**WHAT TO PRODUCE:** Check each line of the data, and copy those where "harness" appears.

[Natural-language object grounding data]
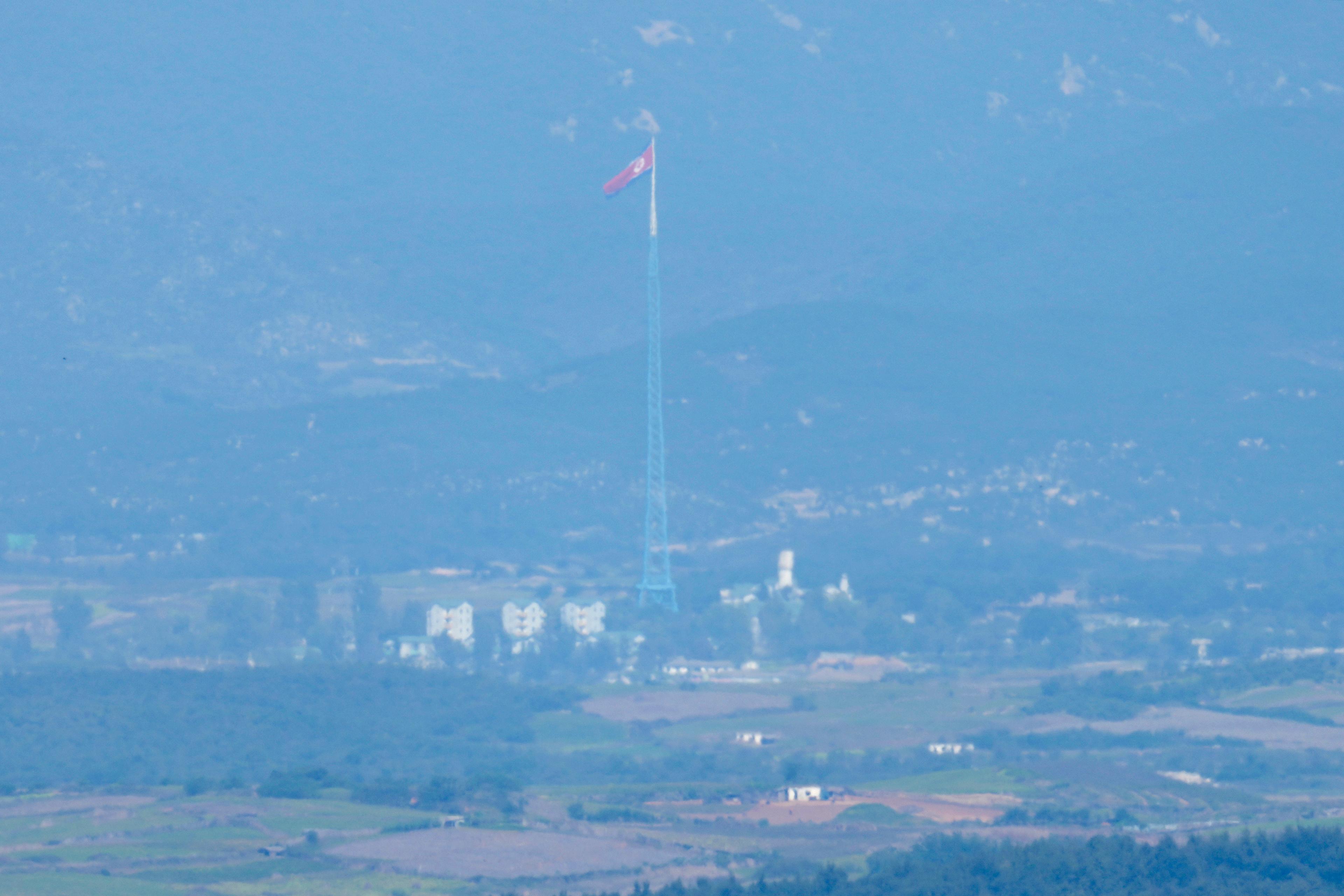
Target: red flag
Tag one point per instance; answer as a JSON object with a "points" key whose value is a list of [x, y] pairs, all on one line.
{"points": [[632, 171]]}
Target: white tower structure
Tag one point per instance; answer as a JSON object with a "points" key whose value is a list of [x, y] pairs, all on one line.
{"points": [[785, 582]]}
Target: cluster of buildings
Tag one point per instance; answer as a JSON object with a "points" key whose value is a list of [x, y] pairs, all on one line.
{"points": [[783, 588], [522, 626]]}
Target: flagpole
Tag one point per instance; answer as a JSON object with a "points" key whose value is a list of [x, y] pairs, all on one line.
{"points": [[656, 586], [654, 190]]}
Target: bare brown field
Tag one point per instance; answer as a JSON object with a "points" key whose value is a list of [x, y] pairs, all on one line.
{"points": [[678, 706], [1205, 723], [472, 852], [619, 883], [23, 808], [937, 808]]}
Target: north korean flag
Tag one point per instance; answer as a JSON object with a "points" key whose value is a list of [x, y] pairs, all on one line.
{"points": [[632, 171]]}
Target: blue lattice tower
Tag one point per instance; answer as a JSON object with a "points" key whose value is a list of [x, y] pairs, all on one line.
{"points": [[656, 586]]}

...

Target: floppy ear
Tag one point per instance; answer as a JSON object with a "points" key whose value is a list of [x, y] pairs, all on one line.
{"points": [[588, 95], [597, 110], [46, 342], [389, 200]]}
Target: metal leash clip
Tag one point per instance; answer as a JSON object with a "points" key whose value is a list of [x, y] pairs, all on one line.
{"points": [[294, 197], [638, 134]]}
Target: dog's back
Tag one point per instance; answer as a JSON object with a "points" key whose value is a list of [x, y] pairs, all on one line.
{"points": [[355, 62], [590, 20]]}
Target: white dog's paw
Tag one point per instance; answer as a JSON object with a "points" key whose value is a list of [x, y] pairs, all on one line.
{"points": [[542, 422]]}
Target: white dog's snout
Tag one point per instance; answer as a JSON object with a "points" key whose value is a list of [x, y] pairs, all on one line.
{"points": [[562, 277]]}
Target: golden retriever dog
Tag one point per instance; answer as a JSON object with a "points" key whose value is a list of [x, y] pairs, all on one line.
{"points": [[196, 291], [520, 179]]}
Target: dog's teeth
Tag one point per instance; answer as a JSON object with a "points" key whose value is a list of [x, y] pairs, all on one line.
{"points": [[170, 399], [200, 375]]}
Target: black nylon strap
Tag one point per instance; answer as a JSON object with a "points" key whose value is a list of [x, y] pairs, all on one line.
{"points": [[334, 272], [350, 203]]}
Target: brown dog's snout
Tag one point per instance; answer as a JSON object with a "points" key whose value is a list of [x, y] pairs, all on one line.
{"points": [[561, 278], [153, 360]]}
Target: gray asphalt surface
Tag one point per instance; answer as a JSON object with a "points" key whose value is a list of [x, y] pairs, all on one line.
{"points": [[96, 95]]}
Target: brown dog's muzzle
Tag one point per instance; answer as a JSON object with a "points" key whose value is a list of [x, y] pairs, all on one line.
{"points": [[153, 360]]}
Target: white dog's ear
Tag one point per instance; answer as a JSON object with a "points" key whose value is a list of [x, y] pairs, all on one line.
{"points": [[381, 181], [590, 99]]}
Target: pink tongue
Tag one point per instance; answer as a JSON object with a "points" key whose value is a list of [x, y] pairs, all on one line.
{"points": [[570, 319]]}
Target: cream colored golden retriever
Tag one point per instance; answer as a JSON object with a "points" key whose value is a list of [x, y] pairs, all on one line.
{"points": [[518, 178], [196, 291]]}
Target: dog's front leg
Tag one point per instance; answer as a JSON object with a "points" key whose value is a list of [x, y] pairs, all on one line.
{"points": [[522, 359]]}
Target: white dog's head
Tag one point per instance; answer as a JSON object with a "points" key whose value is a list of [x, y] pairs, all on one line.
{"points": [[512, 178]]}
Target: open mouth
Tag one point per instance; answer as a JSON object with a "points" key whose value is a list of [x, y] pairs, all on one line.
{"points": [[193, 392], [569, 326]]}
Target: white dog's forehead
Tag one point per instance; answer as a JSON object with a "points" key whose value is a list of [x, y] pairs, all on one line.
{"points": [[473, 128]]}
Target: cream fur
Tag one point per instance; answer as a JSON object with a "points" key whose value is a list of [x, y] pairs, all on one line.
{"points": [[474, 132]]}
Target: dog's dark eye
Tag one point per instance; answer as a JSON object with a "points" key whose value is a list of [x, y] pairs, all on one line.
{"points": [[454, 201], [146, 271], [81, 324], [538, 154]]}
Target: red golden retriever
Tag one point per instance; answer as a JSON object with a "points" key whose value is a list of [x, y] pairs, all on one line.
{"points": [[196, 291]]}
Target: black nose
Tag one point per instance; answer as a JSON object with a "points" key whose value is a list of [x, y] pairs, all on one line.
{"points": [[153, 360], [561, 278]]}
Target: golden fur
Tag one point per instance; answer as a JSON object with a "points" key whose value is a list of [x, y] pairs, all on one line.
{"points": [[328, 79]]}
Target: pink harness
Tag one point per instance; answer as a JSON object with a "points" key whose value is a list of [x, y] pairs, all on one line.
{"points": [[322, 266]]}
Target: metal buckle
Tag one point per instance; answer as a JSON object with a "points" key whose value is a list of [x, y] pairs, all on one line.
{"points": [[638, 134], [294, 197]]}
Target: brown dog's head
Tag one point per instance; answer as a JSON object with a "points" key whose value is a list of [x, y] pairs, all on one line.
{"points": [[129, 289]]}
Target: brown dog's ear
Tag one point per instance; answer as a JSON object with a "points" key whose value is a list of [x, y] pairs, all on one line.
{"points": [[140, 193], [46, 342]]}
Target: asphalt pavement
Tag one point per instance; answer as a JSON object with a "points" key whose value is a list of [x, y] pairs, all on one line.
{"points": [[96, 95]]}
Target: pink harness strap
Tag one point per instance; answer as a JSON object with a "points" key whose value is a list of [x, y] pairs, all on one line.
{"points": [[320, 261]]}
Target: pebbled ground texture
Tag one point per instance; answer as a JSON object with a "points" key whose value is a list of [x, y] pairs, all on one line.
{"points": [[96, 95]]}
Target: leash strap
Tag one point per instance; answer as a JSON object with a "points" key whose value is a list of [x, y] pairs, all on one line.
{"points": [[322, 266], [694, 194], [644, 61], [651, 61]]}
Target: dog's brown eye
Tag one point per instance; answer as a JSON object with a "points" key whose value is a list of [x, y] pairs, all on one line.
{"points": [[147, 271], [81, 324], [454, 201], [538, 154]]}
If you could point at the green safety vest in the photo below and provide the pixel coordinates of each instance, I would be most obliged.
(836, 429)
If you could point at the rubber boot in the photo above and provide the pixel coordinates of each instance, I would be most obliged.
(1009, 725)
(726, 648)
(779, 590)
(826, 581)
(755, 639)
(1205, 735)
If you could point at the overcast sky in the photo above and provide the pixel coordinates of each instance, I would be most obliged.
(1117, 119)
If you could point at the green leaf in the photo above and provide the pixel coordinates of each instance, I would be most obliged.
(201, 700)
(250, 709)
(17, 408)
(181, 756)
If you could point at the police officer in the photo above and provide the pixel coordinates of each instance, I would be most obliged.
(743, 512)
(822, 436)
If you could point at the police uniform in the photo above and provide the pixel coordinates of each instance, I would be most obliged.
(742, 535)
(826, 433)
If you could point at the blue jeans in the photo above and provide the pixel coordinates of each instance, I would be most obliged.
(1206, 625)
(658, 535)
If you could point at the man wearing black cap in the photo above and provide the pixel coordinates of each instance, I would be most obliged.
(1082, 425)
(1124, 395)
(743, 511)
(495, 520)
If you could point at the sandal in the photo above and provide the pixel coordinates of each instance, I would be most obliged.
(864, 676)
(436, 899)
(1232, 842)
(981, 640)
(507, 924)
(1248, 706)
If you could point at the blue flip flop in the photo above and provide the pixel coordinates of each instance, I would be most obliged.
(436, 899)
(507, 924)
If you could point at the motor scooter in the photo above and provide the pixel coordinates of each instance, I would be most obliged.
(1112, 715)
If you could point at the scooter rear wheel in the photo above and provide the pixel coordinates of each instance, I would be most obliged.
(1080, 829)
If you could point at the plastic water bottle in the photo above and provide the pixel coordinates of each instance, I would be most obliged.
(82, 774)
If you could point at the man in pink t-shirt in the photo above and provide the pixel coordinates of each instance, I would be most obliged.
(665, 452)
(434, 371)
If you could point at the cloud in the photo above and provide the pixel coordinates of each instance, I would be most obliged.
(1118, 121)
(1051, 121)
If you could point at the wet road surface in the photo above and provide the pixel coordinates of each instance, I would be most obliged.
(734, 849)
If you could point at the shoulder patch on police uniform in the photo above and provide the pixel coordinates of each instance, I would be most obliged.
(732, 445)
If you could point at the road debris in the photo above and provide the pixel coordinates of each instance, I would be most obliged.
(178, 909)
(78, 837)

--

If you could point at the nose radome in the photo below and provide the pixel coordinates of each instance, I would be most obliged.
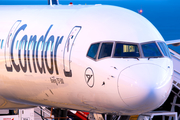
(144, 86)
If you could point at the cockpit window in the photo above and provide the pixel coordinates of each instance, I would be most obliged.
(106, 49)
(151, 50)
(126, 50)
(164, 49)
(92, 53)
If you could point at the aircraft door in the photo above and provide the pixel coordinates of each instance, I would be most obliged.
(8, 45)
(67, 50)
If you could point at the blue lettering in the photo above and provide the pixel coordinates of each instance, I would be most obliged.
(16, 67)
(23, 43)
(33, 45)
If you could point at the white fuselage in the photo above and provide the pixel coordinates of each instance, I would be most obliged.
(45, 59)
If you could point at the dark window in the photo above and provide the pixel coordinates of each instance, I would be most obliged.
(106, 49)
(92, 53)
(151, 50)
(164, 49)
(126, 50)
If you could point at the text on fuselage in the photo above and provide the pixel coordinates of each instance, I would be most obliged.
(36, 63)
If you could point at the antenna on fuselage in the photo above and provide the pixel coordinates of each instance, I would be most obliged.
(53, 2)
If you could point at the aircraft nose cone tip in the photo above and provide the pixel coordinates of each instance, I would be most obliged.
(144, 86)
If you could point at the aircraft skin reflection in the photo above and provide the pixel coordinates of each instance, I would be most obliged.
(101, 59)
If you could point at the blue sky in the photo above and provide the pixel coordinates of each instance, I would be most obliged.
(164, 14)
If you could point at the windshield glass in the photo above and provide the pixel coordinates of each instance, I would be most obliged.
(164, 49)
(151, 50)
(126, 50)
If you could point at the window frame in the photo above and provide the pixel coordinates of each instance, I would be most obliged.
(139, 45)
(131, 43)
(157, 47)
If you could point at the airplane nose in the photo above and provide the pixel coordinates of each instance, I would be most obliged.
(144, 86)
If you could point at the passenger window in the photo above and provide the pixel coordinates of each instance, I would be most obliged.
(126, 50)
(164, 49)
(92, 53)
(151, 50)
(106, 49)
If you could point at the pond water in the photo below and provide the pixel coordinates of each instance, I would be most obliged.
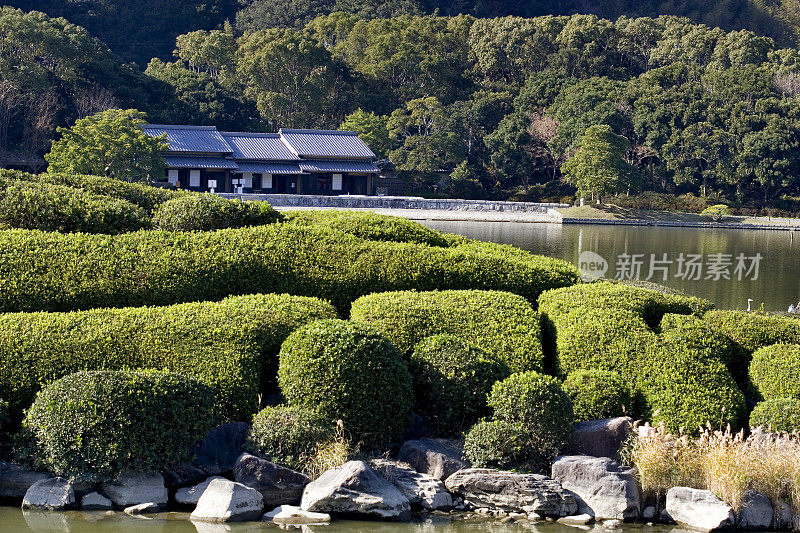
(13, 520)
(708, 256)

**TASK ANSWER:**
Target: pink harness
Target: pink harness strap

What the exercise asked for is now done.